__PASSAGE TO READ__:
After several hours in Lindsey Spangler’s kindergarten classroom in this small and spotless school, it is evident that both mentor and mentee are succeeding. During the morning Language Arts period, they took turns leading lessons with Brenda Bullard, the teacher aid.

It is fast-paced, hands-on instruction, and the three teachers worked constantly and as a team. No teachable moments were wasted; even during the after-lunch bathroom break, children were on on-task. A successful lesson often ended in an enthusiastic “go me” chant.

Smith, who is from nearby Laurel Hill, graduated from UNCP in December. She has three job offers, although she would dearly love to work at Pate-Gardner.

“I love it here; it’s a great school,” she said. “UNCP’s education program is very strong, and…I’ve been exposed to the whole gamut here. It’s been a great experience.”

Spangler gives her student teacher high marks, saying, “I think Casey will be a wonderful teacher.”

“She is very caring, thoughtful, and kind. Casey is also very organized, thorough and diligent,” Spangler said.  “Casey also has a very good work ethic. She is always willing to help anyone in need and take on any task or challenge eagerly.” 

Spangler, who is from nearby McColl, S.C., is also a UNCP graduate. “I know what it was like to be in Casey’s place,” she said. “I’ve tried to expose her to everything.”

Smith gives indiviualized instruction while Spangler teaches the lesson

Smith gives indiviualized instruction while Spangler teaches the lesson

Black Line

“Everything” means just that for Spangler. She is president of the school’s parent-teacher organization (PTO) and chair of the School Improvement Team (SIT) and Scotland Scholars, the after-school program. Smith participates in everything.

In the classroom, Smith is so calm and in-control with the children, it is tempting to say she is a natural. She laughed at that thought. “I worked my way through college at a day care for five years,” she said. “That was tough, but it really helped prepare me, and it taught me to be adaptable and flexible.”

__RECORDS SUPPLIED__:
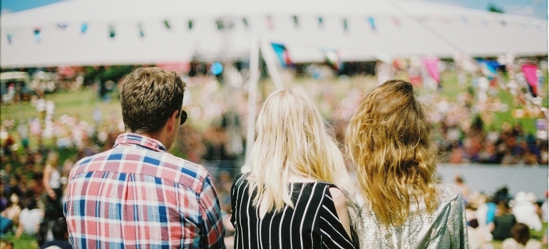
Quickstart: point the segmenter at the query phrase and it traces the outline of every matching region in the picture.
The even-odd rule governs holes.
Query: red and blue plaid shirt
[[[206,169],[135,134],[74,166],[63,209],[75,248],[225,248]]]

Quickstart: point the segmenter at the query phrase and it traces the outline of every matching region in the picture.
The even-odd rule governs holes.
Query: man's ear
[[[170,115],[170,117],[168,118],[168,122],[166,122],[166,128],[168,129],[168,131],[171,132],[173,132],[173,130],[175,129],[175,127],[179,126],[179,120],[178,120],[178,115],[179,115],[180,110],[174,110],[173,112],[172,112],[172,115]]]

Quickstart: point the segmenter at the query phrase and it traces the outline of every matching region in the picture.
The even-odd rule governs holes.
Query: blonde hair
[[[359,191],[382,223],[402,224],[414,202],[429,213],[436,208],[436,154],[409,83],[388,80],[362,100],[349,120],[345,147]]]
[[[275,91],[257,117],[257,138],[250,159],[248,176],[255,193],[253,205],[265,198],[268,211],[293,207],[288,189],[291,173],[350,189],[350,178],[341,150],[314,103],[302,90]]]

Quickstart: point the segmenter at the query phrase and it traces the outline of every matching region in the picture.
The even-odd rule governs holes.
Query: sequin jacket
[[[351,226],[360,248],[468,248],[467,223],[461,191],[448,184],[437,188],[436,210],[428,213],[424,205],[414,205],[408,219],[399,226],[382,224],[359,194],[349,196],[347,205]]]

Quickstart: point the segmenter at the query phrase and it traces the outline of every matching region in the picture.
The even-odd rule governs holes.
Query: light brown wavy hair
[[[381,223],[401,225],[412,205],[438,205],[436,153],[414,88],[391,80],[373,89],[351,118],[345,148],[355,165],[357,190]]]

__EXERCISE INSTRUCTIONS__:
A) In the article, swap "December" for "May" and give the passage starting at "It is fast-paced, hands-on" and ending at "work at Pate-Gardner.".
B) Answer these questions from the article:
(i) What town is Smith from?
(ii) What town is Spangler from?
(iii) For how many years did Smith work at a day care while in college?
Work only from the article.

__COMPLETED EXERCISE__:
A)
It is fast-paced, hands-on instruction, and the three teachers worked constantly and as a team. No teachable moments were wasted; even during the after-lunch bathroom break, children were on on-task. A successful lesson often ended in an enthusiastic “go me” chant.

Smith, who is from nearby Laurel Hill, graduated from UNCP in May. She has three job offers, although she would dearly love to work at Pate-Gardner.

B)
(i) Laurel Hill
(ii) McColl, S.C.
(iii) Five years